Copy the listing below in full, exactly.

Content starts

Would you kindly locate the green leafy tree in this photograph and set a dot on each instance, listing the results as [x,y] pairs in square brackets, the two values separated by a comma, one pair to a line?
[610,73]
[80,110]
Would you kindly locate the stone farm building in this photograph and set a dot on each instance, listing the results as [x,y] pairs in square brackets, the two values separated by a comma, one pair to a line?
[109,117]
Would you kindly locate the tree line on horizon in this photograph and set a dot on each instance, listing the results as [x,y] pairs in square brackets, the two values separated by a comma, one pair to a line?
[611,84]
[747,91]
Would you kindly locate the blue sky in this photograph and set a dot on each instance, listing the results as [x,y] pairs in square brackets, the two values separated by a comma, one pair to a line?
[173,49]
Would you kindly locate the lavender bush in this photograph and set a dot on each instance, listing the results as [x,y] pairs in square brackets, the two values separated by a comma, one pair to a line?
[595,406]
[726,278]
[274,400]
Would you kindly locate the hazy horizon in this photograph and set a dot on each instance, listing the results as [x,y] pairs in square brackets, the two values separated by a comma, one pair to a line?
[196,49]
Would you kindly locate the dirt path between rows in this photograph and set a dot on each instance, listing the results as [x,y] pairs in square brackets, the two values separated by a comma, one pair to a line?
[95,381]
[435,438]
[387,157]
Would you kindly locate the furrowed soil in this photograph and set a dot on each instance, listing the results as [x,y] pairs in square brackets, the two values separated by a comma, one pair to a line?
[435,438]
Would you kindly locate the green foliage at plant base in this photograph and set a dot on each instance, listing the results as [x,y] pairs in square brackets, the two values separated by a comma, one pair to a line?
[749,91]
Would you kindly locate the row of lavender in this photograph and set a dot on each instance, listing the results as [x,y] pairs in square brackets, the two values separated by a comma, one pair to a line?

Content ends

• **Solution**:
Would you kindly locate the green leafy tree in this photograph and set a dot on each instance, listing the results as [x,y] pairs in square brackets, the two values separated by a comma, one pair to a line?
[610,73]
[80,110]
Would you kindly locate the stone farm building in this photograph and set a dot on each instance, listing the results as [x,y] pairs in square brackets, the two values separated by a comma, one pair to a line?
[109,117]
Would you kindly locate the tree line on horizon in this photograph and set a dot on each instance, listing the results as [x,y] pairs in square brackets, the two values separated by a comma, one pair to a line?
[611,84]
[747,91]
Would you kindly locate the blue sky in this photograph and set a dot on each instance, listing the results as [x,y] pairs in square brackets, the two values separated by a comma, one pair to a line?
[173,49]
Would you kindly locate the lavender bush in this photograph and set a dot on each instance, listing the results as [x,y] pairs in square brackets, the two values separated by a comma, one pair to a line?
[595,406]
[726,278]
[274,400]
Would you kindly locate the hazy horizon in this photograph and set a dot on each instance, listing the results as [x,y] pairs in square brackets, the two values separated by a comma, one pair to a line?
[196,49]
Would you kindly locate the dirt path between rows in this photograph and set a dot on each instance, listing the results as [x,y] pairs in square brackets, the two values separated by a comma, one pair to a line?
[95,381]
[435,438]
[387,157]
Would you kindly locate the furrowed soil in this photograph and set a dot on each instance, listing the results as [x,y] pairs in square brackets, the two values separated by a comma, one pair to a line?
[435,438]
Would you kindly locate the green foliage at plant base in this photograph and set a dot on each instance, listing the results as [x,y] pairs in square brackets, the two values separated by a comma, one pair to a line?
[749,91]
Would you kindly locate the row of lavender in this photograph and set a dot on each instance, listing the results as [x,y] pairs in square brackets, the two values separated by a comma, one pair to a line?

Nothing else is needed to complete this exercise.